> _Ausgangstext_
Katholische Kirche lässt abreißen

Gefragt, mit welchem persönlichen Gefühl Max Dudler in Berlin für die Katholische Kirche baue, antwortete der Architekt in einem Interview auf katholische.de, er sei getauft und katholisch aufgewachsen. Messdiener sei er gewesen und mit 20 Jahren aus der Kirche ausgetreten. Doch dann erläutert er das Besondere, das Hochinteressante, Spannende, was ihm im Herzen Berlins der Wettbewerbsgewinn zur Neuplanung „Bernhard-Lichtenberg-Haus“ möglich mache: einen Ort zu schaffen, der jenseits der Menschenströme zwischen Bebelplatz und Französischer Straße Ruhe biete und „ein neues Forum im Gewebe der Stadt“ darstelle. Die wichtigsten Bausteine dafür seien das Café im Erdgeschoss und weitere öffentliche Räume, die Begegnung ermöglichen.

> _Aufgabenstellung_
**A)** Schreibe aus dem Text über das Bernhard-Lichtenberg-Haus die Passage ab, die bei „Katholische Kirche lässt“ beginnt und bei „die Begegnung ermöglichen.“ endet.
**B)** Entscheide für jede Aussage mit Ja oder Nein, ob sie zum Text über das Bernhard-Lichtenberg-Haus passt, und belege dein Urteil mit den entscheidenden Worten aus dem Text: (i) Dudler ist mit 20 Jahren aus der Kirche ausgetreten. (ii) Das Café soll im Obergeschoss liegen. (iii) Der neue Ort soll zwischen Bebelplatz und Französischer Straße Ruhe bieten.
Das anschließende Material wird für die Bearbeitung nicht gebraucht.

(Daten zur Verortung von Referenzausdrücken)
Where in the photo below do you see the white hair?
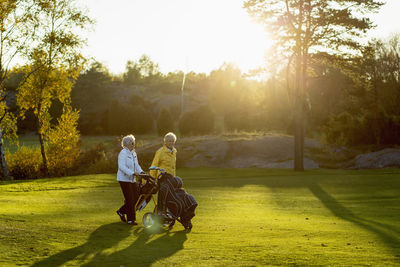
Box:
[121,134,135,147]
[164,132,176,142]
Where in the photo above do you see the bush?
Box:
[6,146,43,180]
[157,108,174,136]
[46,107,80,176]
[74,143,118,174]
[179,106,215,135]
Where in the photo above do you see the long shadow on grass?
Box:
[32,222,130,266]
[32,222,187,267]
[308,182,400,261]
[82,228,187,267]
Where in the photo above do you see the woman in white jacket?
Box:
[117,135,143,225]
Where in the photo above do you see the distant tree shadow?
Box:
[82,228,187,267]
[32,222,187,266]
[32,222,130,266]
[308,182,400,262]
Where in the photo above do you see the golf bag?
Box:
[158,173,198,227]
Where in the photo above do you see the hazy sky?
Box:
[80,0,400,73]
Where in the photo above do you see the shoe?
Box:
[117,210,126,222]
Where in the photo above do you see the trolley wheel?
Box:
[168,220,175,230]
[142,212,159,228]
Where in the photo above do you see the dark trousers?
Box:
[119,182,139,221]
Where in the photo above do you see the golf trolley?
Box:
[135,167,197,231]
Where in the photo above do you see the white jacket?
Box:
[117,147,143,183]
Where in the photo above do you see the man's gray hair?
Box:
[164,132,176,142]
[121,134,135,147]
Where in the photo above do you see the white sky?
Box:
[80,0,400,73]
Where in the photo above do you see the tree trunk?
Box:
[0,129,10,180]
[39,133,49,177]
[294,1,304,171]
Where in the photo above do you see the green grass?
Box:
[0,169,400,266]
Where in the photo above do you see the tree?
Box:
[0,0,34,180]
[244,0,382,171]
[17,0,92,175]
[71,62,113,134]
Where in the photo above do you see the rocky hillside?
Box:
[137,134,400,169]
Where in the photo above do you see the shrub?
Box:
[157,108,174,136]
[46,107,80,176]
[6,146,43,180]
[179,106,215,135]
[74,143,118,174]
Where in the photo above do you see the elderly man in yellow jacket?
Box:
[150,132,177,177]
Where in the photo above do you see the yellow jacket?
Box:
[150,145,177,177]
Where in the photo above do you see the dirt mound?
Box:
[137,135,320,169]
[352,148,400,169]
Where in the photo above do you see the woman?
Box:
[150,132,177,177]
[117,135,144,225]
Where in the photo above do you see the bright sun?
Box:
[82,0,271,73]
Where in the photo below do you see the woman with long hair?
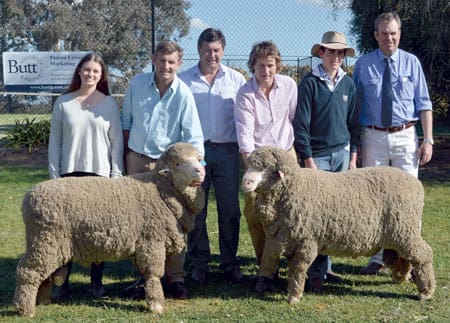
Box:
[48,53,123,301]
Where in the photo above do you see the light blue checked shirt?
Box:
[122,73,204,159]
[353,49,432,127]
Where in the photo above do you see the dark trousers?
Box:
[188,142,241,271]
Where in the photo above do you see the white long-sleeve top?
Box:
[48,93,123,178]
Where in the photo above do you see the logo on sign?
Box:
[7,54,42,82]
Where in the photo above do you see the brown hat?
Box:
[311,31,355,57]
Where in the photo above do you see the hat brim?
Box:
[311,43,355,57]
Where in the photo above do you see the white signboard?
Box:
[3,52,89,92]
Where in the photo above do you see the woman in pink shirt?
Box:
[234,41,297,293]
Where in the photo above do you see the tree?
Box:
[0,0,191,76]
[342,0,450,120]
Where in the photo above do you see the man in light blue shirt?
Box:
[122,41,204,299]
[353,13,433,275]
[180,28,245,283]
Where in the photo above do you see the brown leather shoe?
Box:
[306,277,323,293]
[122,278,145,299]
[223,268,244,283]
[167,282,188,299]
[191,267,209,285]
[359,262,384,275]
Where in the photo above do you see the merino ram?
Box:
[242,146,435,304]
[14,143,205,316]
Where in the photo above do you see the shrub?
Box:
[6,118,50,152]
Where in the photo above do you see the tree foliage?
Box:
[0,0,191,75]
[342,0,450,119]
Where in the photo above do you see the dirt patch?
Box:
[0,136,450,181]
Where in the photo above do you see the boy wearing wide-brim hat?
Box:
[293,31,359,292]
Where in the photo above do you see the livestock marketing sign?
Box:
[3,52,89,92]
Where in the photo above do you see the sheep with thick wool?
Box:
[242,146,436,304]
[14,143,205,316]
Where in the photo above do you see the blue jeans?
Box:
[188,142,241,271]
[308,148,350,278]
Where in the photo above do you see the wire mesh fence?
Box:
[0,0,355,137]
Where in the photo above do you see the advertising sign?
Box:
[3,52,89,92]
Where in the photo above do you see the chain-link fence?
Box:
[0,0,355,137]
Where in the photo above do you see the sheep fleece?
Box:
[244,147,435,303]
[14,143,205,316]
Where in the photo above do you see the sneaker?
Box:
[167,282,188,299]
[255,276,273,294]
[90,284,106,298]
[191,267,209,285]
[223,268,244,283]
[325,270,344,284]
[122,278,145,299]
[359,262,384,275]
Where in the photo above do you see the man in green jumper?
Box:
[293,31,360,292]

* * *

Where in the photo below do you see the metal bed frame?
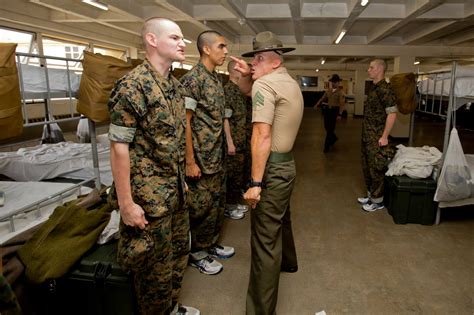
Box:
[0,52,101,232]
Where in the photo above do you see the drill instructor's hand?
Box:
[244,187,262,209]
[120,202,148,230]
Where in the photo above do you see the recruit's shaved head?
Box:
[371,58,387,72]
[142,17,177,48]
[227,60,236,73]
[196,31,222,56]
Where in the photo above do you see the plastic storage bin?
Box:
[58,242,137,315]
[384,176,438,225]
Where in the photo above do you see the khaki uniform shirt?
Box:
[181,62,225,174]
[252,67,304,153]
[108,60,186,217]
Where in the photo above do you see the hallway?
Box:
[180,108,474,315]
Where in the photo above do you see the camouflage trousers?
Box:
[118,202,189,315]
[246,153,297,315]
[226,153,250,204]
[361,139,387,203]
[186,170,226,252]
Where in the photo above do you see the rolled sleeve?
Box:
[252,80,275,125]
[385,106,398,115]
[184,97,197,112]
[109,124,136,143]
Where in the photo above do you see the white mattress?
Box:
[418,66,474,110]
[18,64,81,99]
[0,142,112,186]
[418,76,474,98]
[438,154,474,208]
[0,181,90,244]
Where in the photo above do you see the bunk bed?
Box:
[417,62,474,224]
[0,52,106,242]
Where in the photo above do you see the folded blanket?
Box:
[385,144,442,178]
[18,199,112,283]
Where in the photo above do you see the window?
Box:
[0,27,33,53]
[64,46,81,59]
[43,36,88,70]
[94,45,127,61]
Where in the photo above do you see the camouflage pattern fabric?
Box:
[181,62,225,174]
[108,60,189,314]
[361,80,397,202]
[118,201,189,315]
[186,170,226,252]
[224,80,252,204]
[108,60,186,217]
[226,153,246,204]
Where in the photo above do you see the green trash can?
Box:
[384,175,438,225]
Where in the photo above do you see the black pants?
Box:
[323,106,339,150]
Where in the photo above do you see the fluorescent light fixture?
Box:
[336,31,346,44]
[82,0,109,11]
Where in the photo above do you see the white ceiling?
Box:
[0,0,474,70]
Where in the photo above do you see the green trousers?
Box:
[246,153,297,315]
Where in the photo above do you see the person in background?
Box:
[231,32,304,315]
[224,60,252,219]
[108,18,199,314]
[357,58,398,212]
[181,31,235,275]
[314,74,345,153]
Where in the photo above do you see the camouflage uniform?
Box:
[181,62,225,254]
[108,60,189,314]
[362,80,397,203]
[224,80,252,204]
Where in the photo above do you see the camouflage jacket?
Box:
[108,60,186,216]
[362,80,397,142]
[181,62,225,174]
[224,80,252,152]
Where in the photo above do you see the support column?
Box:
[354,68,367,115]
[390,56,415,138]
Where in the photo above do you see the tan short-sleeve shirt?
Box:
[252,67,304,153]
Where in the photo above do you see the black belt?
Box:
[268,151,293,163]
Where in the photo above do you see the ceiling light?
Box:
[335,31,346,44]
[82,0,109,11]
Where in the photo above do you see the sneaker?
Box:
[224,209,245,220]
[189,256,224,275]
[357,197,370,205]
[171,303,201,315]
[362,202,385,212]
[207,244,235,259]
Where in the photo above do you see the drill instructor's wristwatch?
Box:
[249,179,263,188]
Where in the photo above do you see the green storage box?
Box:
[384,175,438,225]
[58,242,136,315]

> _Deine Lösungen_
**A)**
Katholische Kirche lässt abreißen

Gefragt, mit welchem persönlichen Gefühl Max Dudler in Berlin für die Katholische Kirche baue, antwortete der Architekt in einem Interview auf katholische.de, er sei getauft und katholisch aufgewachsen. Messdiener sei er gewesen und mit 20 Jahren aus der Kirche ausgetreten. Doch dann erläutert er das Besondere, das Hochinteressante, Spannende, was ihm im Herzen Berlins der Wettbewerbsgewinn zur Neuplanung „Bernhard-Lichtenberg-Haus“ möglich mache: einen Ort zu schaffen, der jenseits der Menschenströme zwischen Bebelplatz und Französischer Straße Ruhe biete und „ein neues Forum im Gewebe der Stadt“ darstelle. Die wichtigsten Bausteine dafür seien das Café im Erdgeschoss und weitere öffentliche Räume, die Begegnung ermöglichen.

**B)**
(i) Ja: „mit 20 Jahren aus der Kirche ausgetreten“
(ii) Nein: „das Café im Erdgeschoss“
(iii) Ja: „jenseits der Menschenströme zwischen Bebelplatz und Französischer Straße Ruhe biete“